Provided records Start Marker

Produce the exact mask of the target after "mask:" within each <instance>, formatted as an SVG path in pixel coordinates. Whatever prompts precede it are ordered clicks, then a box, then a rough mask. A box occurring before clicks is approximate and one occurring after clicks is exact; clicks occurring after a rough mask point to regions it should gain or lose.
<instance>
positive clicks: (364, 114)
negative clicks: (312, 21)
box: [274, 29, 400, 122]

Provided records End Marker

→ **Exercise requirements**
Go through the listing and write out each line exactly.

→ **Result of this exercise**
Produce the exact mask of the target after "mask:" within each <instance>, formatted as an SVG path in pixel coordinates. Whatever prompts precede it are ordered clicks, then a box, then a rough mask. A box occurring before clicks is approximate and one occurring after clicks is exact; clicks occurring after a rough mask point to regions it should gain or lose.
<instance>
positive clicks: (364, 114)
negative clicks: (312, 21)
box: [274, 29, 400, 122]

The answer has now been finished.